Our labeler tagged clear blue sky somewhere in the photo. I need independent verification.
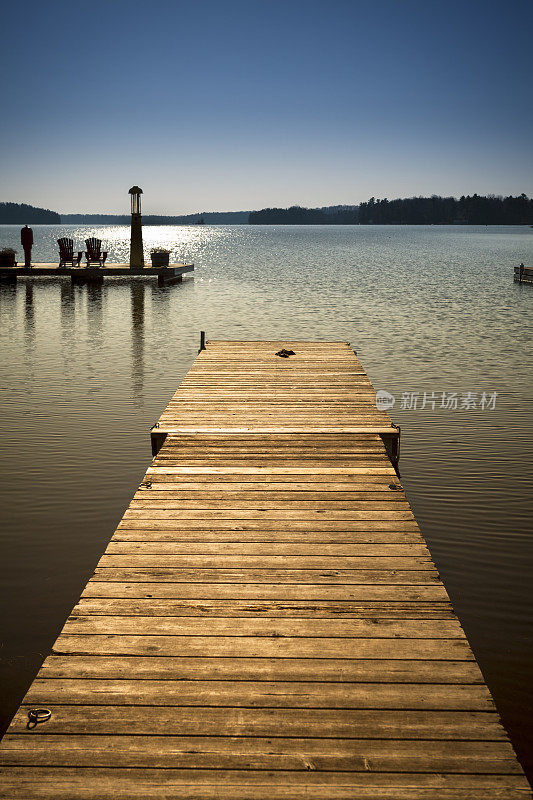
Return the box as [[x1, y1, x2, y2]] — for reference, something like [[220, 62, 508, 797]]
[[0, 0, 533, 214]]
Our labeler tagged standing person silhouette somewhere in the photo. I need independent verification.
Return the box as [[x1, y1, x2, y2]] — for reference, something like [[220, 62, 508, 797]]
[[20, 225, 33, 269]]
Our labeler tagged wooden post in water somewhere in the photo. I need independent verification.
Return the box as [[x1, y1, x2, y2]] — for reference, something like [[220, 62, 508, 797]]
[[129, 186, 144, 268]]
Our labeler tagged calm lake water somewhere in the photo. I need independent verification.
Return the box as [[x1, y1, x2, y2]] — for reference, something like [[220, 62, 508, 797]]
[[0, 226, 533, 778]]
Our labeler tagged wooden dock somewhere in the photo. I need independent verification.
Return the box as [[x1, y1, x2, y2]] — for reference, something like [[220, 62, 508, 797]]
[[514, 265, 533, 283], [0, 263, 194, 284], [0, 342, 531, 800]]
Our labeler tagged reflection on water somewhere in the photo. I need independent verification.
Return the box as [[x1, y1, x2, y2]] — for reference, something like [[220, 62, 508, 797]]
[[131, 281, 144, 408], [0, 226, 533, 774]]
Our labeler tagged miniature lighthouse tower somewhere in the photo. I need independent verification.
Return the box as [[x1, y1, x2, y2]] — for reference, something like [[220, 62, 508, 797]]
[[129, 186, 144, 267]]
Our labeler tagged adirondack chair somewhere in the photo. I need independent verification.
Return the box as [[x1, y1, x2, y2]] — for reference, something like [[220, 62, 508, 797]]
[[57, 236, 83, 268], [85, 237, 107, 267]]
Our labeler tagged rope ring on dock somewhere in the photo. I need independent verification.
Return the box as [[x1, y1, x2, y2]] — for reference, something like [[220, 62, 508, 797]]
[[26, 708, 52, 730]]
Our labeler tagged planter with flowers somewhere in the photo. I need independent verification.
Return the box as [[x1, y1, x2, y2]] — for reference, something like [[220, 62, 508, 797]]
[[0, 247, 17, 267]]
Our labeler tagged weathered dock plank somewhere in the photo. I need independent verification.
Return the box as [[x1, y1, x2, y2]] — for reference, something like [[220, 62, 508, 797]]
[[0, 341, 531, 800]]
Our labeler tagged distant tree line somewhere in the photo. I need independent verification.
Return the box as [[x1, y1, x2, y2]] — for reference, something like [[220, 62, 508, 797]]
[[359, 194, 533, 225], [61, 211, 249, 225], [0, 203, 61, 225], [248, 206, 357, 225]]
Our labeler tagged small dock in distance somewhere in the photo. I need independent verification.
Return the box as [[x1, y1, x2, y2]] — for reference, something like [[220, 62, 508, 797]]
[[0, 341, 531, 800], [514, 265, 533, 283], [0, 263, 194, 285]]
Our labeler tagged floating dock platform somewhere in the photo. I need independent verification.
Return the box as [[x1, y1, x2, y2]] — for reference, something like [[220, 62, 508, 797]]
[[0, 264, 194, 284], [0, 341, 531, 800]]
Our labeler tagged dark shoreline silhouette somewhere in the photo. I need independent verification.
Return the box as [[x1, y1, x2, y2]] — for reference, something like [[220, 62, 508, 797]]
[[0, 193, 533, 225], [0, 203, 61, 225]]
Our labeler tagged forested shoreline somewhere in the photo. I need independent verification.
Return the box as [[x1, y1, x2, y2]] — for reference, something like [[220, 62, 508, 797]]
[[358, 194, 533, 225], [0, 194, 533, 225], [0, 203, 61, 225]]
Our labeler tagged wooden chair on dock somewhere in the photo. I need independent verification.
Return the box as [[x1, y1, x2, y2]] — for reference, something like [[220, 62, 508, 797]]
[[57, 236, 83, 269], [85, 237, 107, 267]]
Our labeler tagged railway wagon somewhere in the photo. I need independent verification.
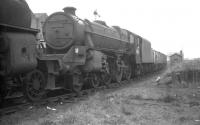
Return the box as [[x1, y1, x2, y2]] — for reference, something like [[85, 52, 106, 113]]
[[0, 0, 165, 101]]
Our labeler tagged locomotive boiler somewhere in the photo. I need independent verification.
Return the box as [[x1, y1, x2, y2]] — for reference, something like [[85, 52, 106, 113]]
[[0, 0, 38, 99], [0, 0, 166, 101]]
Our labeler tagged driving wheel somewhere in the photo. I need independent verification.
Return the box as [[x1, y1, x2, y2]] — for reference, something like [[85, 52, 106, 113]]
[[23, 69, 46, 102]]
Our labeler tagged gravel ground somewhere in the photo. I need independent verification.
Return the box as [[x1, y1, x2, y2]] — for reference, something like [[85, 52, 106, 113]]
[[0, 71, 200, 125]]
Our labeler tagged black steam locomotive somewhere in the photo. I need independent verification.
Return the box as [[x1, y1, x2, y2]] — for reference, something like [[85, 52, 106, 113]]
[[0, 0, 167, 101]]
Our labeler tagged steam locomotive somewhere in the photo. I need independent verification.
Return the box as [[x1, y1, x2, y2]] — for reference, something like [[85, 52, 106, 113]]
[[0, 0, 167, 101]]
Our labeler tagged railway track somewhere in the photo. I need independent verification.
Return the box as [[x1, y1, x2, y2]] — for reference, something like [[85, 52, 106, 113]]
[[0, 70, 162, 116]]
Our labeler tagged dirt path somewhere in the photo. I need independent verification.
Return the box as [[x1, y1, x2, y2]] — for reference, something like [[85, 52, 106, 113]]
[[0, 71, 200, 125]]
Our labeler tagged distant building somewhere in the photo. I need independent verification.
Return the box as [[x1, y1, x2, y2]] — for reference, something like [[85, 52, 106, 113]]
[[31, 13, 48, 41], [169, 51, 183, 65]]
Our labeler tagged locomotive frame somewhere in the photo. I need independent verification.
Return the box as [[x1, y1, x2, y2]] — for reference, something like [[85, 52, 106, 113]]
[[0, 1, 167, 101]]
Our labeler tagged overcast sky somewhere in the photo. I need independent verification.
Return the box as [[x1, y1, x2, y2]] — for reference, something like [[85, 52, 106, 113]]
[[26, 0, 200, 58]]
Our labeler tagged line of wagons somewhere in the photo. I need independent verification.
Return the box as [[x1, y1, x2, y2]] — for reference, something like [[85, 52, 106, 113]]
[[0, 0, 167, 101]]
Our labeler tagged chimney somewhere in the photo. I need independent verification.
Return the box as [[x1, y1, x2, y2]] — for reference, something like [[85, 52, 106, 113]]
[[63, 7, 76, 15]]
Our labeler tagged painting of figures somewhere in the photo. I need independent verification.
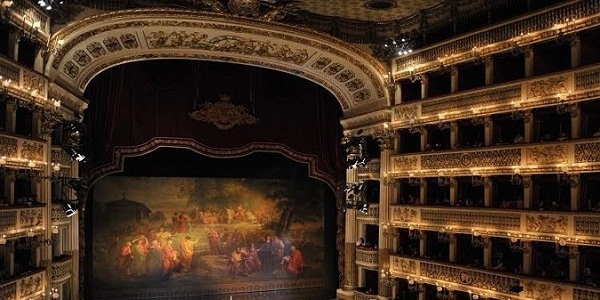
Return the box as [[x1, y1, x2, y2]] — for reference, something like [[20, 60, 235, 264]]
[[92, 176, 325, 299]]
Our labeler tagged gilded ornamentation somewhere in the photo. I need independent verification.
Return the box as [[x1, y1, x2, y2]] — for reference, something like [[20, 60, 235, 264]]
[[310, 56, 331, 70], [20, 273, 44, 298], [575, 142, 600, 163], [323, 63, 344, 75], [525, 215, 567, 234], [120, 33, 139, 49], [146, 30, 309, 65], [0, 136, 19, 157], [527, 145, 567, 165], [421, 148, 521, 170], [102, 36, 123, 52], [189, 95, 258, 130], [391, 256, 417, 274], [529, 76, 568, 98], [21, 141, 44, 161], [73, 50, 92, 67], [394, 105, 419, 121], [63, 60, 79, 78], [523, 281, 566, 300], [335, 70, 356, 82], [22, 69, 48, 95], [85, 42, 106, 58], [394, 156, 419, 171], [394, 207, 417, 223], [353, 90, 371, 102], [0, 282, 17, 300]]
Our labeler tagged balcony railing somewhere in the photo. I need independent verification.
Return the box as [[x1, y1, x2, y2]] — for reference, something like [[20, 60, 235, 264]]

+ + + +

**TASK GOAL**
Reproduce the lines between the one containing "Our labeler tagged railway track" and the one containing "[[31, 13, 48, 41], [169, 51, 183, 65]]", inclusive, swapping "labeler" for "annotator" throughout and leaving everything else unchanged.

**TASK ANSWER**
Our annotator tagged railway track somewhere in the photo. I need independent verification.
Return the box as [[x1, y1, x2, y2]] — for reference, something like [[85, 52, 106, 113]]
[[0, 70, 162, 116]]
Our annotator tagged dirt path somewhere in the photo. I need independent verification.
Return the box as [[x1, y1, x2, y2]] — for reference, something like [[85, 52, 106, 113]]
[[0, 71, 200, 125]]
Our annotator tagged distant building somewhere in the photo. I need independent verification.
Return the box as [[x1, y1, x2, y2]] — for reference, something like [[85, 52, 106, 113]]
[[31, 13, 48, 41], [169, 51, 183, 65]]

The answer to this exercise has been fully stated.